TRECHO SELECIONADO
▼

No entanto, o quadro amplo relatado por Yossi Melman foi:
“O que está acontecendo por parte da direita nacionalista messiânica com o apoio, piscadelas ou silêncio de ministros e MKs [parlamentares de Israel] da direita é um “golpe”. A juventude descendo das colinas do ‘Estado de Judá’ para agir com os mesmos métodos violentos – usados contra os palestinos – (mas agora) estão sendo usados contra o Estado de Israel. MK Limor Son Har-Malech (Otzma Yehudit) disse: “O povo de Israel lutará contra inimigos de fora e inimigos que tentam nos destruir em casa” [aqueles como o Advogado-Geral que busca investigar a tortura praticada em Sde Teiman]. O conceito da faca nas costas e de traição em casa ecoam das vozes na Alemanha após a Segunda Guerra Mundial”.
Novamente, ignorado, mas não nas notícias: a situação em Sde Teiman era amplamente conhecida e considerada “mais horrível do que qualquer coisa que ouvimos sobre Abu Ghraib e Guantánamo”. Um relatório da ONU detalhou como palestinos arbitrariamente detidos enfrentaram tortura e maus-tratos. Os justiceiros dos assentamentos, no entanto, descreveram aqueles que cometeram o estupro anal como “heróis” – e classificaram os investigadores da IDF como quinta-colunas. Os relatórios sugerem que os perpetradores em Sde Teiman desfrutam de proteção de alto nível.
Este relato de tortura sistemática ocorreu após revelações anteriores de que o exército israelense havia marcado dezenas de milhares de habitantes de Gaza como suspeitos de assassinato, usando um sistema de mira de IA, chamado Lavender, com pouca supervisão humana e uma política permissiva para baixas.
Na mesma linha, os ministros do Gabinete de direita celebraram o assassinato de Ismail Haniyeh em Teerã pelas redes sociais na manhã de quarta-feira, como: “Esta é a maneira certa de purgar o mundo desta imundície”, o Ministro do Patrimônio Amichay Eliyahu, um membro do partido de extrema direita, Otzma Yehudit, do Ministro da Segurança Nacional Itamar Ben Gvir, tuitou:
“Chega de acordos imaginários de ‘paz’/rendição, chega de misericórdia para esses mortos que andam. O punho de ferro que os atingirá é aquele que trará silêncio e um mínimo de conforto, e fortalecerá nossa capacidade de viver em paz com aqueles que buscam a paz. A morte de Haniyeh torna o mundo um lugar um pouco melhor”.

▲

DADOS REGISTRADOS

▼

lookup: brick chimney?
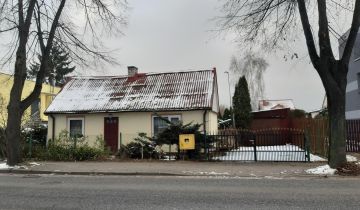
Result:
[128,66,138,77]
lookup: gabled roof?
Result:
[45,70,217,114]
[259,99,295,111]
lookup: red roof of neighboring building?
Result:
[45,70,218,114]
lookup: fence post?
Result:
[304,129,310,162]
[252,135,257,162]
[29,133,32,158]
[204,132,209,160]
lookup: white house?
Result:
[45,66,219,151]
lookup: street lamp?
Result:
[224,71,235,128]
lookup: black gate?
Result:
[205,129,310,162]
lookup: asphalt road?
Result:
[0,175,360,209]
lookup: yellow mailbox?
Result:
[179,134,195,150]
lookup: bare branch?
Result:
[297,0,319,69]
[340,0,360,66]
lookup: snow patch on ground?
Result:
[0,163,28,170]
[305,165,336,175]
[183,171,229,176]
[310,153,326,162]
[29,162,41,166]
[0,163,11,169]
[346,155,357,162]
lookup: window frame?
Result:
[151,114,182,136]
[66,117,85,136]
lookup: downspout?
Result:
[203,110,209,160]
[203,110,207,134]
[46,114,55,147]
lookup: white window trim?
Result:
[151,114,182,136]
[66,117,85,136]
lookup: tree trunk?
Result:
[5,46,26,166]
[5,102,22,166]
[328,91,346,168]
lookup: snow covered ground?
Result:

▲

QUESTÕES A RESOLVER
1: Resuma o trecho em duas frases.
2: Prossiga com o trecho sobre a extrema direita israelense, começando logo depois da última frase dele.

RESPOSTAS DAS TAREFAS
1: Segundo Yossi Melman, o que a direita nacionalista messiânica vem fazendo, com o apoio, as piscadelas ou o silêncio de ministros e parlamentares de direita, é um "golpe": jovens das colinas do "Estado de Judá" usam contra o próprio Estado de Israel os métodos violentos antes usados contra os palestinos. O trecho também diz que a tortura em Sde Teiman era amplamente conhecida, que os justiceiros dos assentamentos chamaram os autores de "heróis" e os investigadores da IDF de quinta-colunas, e que ministros de direita comemoraram nas redes sociais o assassinato de Ismail Haniyeh em Teerã.

2:
O que é então essa ‘verdade’ que o Ocidente ignora e silencia a realidade, enquanto amplifica suas fraudes narrativas? É que a Israel, que presumem conhecer é agora algo muito diferente. E que tem uma epistemologia em desacordo com o racionalismo mecanicista.
Um culto escatológico de direita agora detém a maioria no gabinete – e empunha uma milícia vigilante pronta para atacar o establishment militar e o Estado israelense. Ninguém foi preso pelo ataque e tomada das duas bases. Eles não ousaram.
Moshe “Bogie” Ya’alon, ex-Chefe do Estado-Maior das IDF, que também serviu como Ministro da Defesa de Israel, disse o seguinte em uma entrevista em vídeo sobre as forças que estão assumindo o poder em Israel:
“Quando você fala sobre Smotrich e Ben Gvir: Eles têm um rabino. O nome dele é Dov Lior. Ele é o rabino da clandestinidade judaica, que pretendia explodir o Domo da Rocha – e antes disso os ônibus em Jerusalém. Por quê? Para apressar a ‘Última Guerra’. Você [não] os ouve falando em termos da Última Guerra; ou do conceito de ‘subjugação’ de Smotrich? Leia o artigo que ele publicou em Shiloh em 2017. Primeiro de tudo, esse conceito se baseia na supremacia judaica: Mein Kampf ao contrário”.
“Meus cabelos ficam em pé quando digo isso – como ele disse. Aprendi e cresci na casa de sobreviventes do Holocausto e ‘nunca mais’. É Mein Kampf ao contrário: supremacia judaica: e, portanto, [Smotrich] diz: “Minha esposa não entrará em uma sala com um árabe”. Está ancorado na ideologia. E então, na verdade, o que ele aspira – o mais rápido possível – é ir para uma grande guerra. Uma guerra de Gog e Magog. Como você acende as chamas? Um massacre como a Caverna dos Patriarcas [de 1994]? Baruch Goldstein é um aluno deste rabino. Ben Gvir pendurou a foto de Goldstein [em sua casa]”. “É isso que entra no processo de tomada de decisões no governo israelense”.
O rabino Dov Lior foi descrito por Netanyahu como a “ unidade de elite que lidera Israel ”, por causa de sua influência e controle sobre as forças dos colonos. O Irgun de 1948, fortemente inspirado nos Mizrahim, está renascendo?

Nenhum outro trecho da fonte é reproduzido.